GIVEN PASSAGE:
- - - - - - -

[PyTorch] dyn.strided_slice loses shape information

Hello everyone I have a question about compiling Pytorch 1.9 retinanet_resnet50_fpn model, more specific while trying to compile this line (github.com/pytorch/vision/blob/v0.10.0/torchvision/models/detection/_utils.py#L205)

Traced jit graph:

aten::slice: Tensor slice(const Tensor& self, int64_t dim, int64_t start, int64_t end, int64_t step)

%6064 : int = prim::Constant[value=0](), scope: __module.model # /home/ubuntu/.local/lib/python3.6/site-packages/torchvision/models/detection/_utils.py:205:0
%6065 : int = prim::Constant[value=0](), scope: __module.model # /home/ubuntu/.local/lib/python3.6/site-packages/torchvision/models/detection/_utils.py:205:0
%6066 : int = prim::Constant[value=9223372036854775807](), scope: __module.model # /home/ubuntu/.local/lib/python3.6/site-packages/torchvision/models/detection/_utils.py:205:0
%6067 : int = prim::Constan[value=1](), scope: __module.model # /home/ubuntu/.local/lib/python3.6/site-packages/torchvision/models/detection/_utils.py:205:0
%6068 : Float(0, 4, strides=(4, 1], requires_grad=0, device=cpu) = aten::slice(%rel_codes.1, %6064, %6065, %6066, %6067), scope: __module.model # /home/ubuntu/.local/lib/python3.6/site-packages/torchvision/models/detection/_utils.py:205:0
%6069 : int = prim::Constant[value=1](), scope: __module.model # /home/ubuntu/.local/lib/python3.6/site-packages/torchvision/models/detection/_utils.py:205:0
%6070 : int = prim::Constant[value=0](), scope: __module.model # /home/ubuntu/.local/lib/python3.6/site-packages/torchvision/models/detection/_utils.py:205:0
%6071 : int = prim::Constant[value=9223372036854775807](), scope: __module.model # /home/ubuntu/.local/lib/python3.6/site-packages/torchvision/models/detection/_utils.py:205:0
%6072 : int = prim::Constant[value=4](), scope: __module.model # /home/ubuntu/.local/lib/python3.6/site-packages/torchvision/models/detection/_utils.py:205:0
%6073 : Float(0, 1, strides=[4, 4], requires_grad=0, device=cpu) = aten::slice(%6068, %6069, %6070, %6071, %6072), scope: __module.model # /home/ubuntu/.local/lib/python3.6/site-packages/torchvision/models/detection/_utils.py:205:0

My understanding here we get a N by 1 dx vector and later stacked together in _utils.py#L223

while the relay graph generates this

%1804 = adv_index(%1802) /* ty=Tensor[(?, 4), float32] /;
%1844 = where(%1839, %1835, %1838) /
ty=Tensor[(2), int32] /;
%1845 = cast(%1843, dtype=“int64”) /
ty=Tensor[(2), int64] /;
%1846 = dyn.strided_slice(%1804, %1844, %1845, meta[relay.Constant][88] /
ty=Tensor[(2), int32] /, begin=None, end=None, strides=None, axes=None) / ty=Tensor[(?, ?), float32] */;
Later the missing dimension causes an error while unbinding along static dimension in this line (github.com/pytorch/vision/blob/v0.10.0/torchvision/models/detection/transform.py#L287) \

The error message is this:
in unbind, ishapes: (?, ?)

- - - - - - -

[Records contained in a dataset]
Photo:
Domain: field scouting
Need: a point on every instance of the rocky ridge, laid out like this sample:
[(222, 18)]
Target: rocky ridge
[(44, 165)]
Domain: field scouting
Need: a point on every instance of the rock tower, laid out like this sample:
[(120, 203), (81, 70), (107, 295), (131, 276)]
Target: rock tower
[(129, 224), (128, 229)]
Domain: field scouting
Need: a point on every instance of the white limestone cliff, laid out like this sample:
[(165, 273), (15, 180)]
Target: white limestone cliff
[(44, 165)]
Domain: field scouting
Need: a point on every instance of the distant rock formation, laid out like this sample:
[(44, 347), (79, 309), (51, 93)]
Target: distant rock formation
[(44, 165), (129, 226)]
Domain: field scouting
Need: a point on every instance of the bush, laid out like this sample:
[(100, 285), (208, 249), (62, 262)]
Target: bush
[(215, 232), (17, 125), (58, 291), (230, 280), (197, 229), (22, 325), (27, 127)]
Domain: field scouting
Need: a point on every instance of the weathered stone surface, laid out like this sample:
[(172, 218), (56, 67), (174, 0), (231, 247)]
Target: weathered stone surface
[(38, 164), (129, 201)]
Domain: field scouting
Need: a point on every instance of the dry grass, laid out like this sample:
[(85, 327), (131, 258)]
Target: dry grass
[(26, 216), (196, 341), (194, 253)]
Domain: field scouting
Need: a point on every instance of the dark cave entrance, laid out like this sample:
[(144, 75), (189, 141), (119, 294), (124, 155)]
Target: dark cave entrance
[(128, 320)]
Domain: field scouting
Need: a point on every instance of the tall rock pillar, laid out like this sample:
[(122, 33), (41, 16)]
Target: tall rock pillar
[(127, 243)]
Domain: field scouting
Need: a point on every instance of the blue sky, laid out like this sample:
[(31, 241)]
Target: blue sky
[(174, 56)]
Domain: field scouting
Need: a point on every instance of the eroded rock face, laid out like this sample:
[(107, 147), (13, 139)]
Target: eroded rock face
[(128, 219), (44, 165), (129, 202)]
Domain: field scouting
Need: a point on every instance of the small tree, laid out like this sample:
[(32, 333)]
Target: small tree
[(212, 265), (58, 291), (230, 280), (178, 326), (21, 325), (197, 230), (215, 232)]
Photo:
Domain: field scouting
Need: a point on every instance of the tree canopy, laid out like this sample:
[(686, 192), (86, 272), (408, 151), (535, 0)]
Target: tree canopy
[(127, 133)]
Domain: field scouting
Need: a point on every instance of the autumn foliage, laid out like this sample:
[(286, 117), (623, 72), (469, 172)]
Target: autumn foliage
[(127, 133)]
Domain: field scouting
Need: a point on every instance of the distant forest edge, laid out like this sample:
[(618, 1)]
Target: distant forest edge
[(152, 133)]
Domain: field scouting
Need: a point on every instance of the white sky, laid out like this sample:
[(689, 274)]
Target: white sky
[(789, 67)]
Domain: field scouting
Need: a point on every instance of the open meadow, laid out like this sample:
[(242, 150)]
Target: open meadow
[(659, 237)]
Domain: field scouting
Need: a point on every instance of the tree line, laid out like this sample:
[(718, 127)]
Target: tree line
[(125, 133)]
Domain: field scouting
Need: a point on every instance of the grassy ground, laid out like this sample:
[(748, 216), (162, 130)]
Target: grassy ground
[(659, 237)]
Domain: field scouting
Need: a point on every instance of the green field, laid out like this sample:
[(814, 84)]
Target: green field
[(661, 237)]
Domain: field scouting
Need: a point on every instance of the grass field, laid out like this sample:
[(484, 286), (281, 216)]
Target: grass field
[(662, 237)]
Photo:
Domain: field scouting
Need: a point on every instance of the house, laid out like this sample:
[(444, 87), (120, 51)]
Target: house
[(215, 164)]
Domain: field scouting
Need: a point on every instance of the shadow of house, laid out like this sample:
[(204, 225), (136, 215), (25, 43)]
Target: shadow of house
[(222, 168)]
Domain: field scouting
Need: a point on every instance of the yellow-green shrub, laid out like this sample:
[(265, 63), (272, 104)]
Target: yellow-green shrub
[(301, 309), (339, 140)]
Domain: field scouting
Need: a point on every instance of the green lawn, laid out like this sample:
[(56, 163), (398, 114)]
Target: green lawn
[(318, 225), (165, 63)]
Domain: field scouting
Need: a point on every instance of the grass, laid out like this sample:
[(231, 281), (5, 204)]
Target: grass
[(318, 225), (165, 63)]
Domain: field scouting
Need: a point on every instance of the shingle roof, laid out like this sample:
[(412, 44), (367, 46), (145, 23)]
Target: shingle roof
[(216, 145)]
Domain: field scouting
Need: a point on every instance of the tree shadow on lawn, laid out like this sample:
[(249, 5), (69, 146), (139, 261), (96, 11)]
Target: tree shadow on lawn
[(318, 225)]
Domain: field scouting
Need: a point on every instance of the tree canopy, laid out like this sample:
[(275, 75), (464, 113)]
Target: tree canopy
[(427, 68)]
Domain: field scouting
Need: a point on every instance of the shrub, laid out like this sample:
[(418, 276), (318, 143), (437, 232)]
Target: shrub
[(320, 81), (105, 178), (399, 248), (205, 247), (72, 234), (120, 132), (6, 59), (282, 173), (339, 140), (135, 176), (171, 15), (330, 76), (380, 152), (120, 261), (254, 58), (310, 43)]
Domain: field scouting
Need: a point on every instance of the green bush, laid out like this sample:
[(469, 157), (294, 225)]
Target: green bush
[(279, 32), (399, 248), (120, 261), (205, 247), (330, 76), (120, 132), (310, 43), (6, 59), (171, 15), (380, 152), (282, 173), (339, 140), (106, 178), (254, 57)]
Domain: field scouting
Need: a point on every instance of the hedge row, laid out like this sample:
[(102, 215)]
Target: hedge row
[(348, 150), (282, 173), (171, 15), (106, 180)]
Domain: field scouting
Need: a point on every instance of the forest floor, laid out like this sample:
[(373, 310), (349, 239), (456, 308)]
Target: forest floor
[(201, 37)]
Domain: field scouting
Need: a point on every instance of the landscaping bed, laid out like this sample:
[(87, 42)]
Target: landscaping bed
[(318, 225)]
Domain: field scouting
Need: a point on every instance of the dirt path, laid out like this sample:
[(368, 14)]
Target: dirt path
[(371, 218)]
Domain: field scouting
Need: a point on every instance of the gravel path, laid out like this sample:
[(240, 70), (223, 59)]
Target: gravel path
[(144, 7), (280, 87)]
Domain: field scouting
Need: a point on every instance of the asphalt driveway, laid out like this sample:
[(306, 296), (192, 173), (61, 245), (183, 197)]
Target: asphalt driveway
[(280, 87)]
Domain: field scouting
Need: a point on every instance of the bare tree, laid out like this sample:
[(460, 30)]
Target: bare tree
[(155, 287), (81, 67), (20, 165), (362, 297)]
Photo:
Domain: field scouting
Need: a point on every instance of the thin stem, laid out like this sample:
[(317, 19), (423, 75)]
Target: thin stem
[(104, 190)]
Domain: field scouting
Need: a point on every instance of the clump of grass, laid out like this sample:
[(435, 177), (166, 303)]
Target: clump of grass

- - - - - - -

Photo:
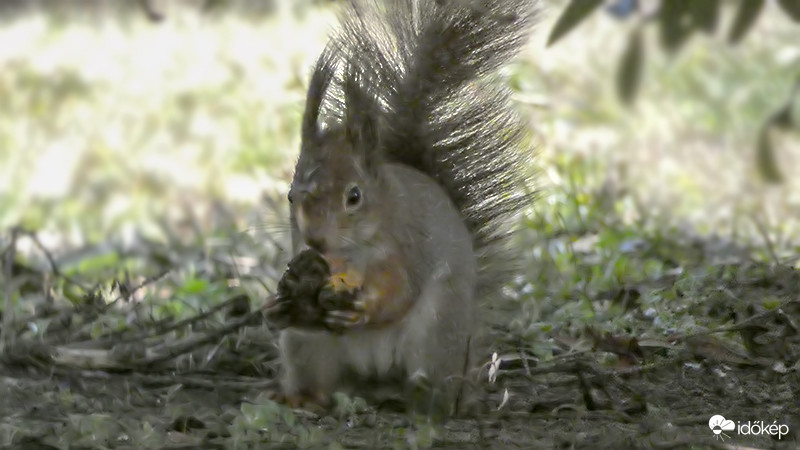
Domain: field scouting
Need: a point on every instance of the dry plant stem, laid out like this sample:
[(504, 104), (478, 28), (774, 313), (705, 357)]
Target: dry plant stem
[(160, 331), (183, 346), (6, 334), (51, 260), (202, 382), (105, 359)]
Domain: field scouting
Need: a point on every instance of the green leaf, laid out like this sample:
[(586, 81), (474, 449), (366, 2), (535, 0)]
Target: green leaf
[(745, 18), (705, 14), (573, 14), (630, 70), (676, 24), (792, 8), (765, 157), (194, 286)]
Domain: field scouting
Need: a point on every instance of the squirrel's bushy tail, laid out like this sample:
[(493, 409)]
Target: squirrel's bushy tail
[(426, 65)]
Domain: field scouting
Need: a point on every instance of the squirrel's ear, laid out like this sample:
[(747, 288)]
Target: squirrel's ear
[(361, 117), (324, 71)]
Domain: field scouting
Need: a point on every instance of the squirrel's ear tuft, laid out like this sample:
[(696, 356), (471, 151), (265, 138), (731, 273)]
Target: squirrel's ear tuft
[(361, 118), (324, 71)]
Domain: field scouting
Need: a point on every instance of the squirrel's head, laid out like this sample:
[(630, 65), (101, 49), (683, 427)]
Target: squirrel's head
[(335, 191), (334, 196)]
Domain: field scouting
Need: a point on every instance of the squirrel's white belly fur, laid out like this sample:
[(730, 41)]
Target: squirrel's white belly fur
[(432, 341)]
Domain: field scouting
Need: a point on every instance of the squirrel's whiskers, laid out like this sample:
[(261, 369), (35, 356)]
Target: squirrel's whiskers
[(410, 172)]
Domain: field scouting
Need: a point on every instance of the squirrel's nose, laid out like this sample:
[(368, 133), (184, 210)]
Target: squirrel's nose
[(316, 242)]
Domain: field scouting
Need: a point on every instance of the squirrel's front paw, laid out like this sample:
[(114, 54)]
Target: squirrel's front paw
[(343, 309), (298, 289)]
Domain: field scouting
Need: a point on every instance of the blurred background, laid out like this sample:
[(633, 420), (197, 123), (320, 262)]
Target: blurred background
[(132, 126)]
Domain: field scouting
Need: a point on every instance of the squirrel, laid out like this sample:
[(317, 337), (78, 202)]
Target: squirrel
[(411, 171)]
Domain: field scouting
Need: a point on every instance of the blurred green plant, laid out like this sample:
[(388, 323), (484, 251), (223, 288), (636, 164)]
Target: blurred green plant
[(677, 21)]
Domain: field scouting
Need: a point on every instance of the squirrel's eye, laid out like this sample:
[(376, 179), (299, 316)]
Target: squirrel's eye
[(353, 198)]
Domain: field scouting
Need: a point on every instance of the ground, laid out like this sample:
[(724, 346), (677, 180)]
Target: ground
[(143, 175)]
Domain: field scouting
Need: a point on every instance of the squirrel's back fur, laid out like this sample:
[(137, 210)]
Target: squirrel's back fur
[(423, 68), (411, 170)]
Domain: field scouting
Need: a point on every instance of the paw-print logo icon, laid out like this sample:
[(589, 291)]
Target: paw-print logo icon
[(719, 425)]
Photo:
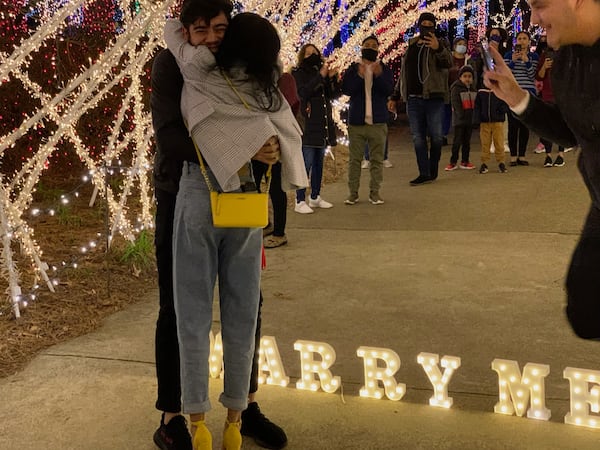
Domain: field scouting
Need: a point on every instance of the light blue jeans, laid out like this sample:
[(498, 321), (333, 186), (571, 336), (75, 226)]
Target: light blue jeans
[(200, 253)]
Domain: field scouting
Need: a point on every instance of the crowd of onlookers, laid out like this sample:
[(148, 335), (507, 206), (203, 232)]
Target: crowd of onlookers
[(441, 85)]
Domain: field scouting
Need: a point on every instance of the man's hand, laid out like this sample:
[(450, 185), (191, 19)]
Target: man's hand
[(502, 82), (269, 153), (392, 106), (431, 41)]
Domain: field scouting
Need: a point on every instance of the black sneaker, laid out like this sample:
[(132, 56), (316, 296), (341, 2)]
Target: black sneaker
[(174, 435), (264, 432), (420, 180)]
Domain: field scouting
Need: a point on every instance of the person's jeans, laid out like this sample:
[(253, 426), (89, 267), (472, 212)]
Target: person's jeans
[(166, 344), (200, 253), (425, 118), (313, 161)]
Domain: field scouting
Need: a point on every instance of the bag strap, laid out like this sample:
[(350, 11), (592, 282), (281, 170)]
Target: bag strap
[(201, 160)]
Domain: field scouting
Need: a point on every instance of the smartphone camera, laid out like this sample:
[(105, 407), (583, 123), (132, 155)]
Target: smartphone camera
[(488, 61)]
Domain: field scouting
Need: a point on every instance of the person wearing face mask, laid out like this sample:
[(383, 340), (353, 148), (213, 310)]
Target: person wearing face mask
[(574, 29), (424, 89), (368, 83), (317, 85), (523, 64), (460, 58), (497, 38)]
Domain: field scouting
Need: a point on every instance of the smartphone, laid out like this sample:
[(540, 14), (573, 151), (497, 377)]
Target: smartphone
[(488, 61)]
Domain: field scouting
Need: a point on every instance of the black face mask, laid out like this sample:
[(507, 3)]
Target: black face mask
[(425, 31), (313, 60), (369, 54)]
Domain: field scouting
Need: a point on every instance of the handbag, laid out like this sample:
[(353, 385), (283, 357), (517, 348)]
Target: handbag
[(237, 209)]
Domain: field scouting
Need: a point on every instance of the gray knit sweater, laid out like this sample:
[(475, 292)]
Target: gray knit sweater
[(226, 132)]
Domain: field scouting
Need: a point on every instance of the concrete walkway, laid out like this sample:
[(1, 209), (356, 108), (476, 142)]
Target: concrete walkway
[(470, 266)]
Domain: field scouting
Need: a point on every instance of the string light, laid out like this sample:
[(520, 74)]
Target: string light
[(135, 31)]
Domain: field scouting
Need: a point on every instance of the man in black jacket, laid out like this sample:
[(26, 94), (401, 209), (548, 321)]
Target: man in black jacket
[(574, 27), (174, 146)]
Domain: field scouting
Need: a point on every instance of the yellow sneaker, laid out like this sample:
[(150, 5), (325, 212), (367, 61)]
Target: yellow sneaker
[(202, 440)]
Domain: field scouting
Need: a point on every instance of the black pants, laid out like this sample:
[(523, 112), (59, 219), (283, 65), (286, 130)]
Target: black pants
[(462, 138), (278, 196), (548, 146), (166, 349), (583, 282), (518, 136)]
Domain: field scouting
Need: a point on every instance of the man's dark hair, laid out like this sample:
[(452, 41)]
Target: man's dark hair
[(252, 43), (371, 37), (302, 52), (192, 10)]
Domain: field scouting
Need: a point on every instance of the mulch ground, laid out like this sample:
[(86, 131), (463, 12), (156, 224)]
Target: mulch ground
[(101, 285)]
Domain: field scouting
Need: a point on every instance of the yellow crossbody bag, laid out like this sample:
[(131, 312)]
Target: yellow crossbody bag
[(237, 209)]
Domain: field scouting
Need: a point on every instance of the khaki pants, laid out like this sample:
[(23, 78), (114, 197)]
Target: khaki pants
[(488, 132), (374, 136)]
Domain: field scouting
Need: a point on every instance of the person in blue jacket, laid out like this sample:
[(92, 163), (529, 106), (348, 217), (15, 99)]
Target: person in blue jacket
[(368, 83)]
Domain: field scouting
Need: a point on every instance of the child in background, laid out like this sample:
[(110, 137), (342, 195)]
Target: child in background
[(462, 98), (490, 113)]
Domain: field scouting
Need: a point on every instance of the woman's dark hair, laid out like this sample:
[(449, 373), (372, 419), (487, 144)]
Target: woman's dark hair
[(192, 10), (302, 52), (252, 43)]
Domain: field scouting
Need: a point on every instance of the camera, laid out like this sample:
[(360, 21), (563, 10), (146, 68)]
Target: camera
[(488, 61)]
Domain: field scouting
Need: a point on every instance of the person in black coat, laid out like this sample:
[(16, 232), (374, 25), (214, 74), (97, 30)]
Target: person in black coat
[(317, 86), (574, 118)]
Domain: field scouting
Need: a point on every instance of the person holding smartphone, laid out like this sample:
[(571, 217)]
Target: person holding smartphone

- - - - - - -

TASKS TO COMPLETE:
1. Name every operator called in the relay graph lines of the dyn.strided_slice post.
2. Transcribe the dyn.strided_slice post word for word, starting at "while the relay" and ending at "ishapes: (?, ?)".

PER-TASK OUTPUTS:
1. adv_index, where, cast, dyn.strided_slice

2.
while the relay graph generates this

%1804 = adv_index(%1802) /* ty=Tensor[(?, 4), float32] /;
%1844 = where(%1839, %1835, %1838) /
ty=Tensor[(2), int32] /;
%1845 = cast(%1843, dtype=“int64”) /
ty=Tensor[(2), int64] /;
%1846 = dyn.strided_slice(%1804, %1844, %1845, meta[relay.Constant][88] /
ty=Tensor[(2), int32] /, begin=None, end=None, strides=None, axes=None) / ty=Tensor[(?, ?), float32] */;
Later the missing dimension causes an error while unbinding along static dimension in this line (github.com/pytorch/vision/blob/v0.10.0/torchvision/models/detection/transform.py#L287) \

The error message is this:
in unbind, ishapes: (?, ?)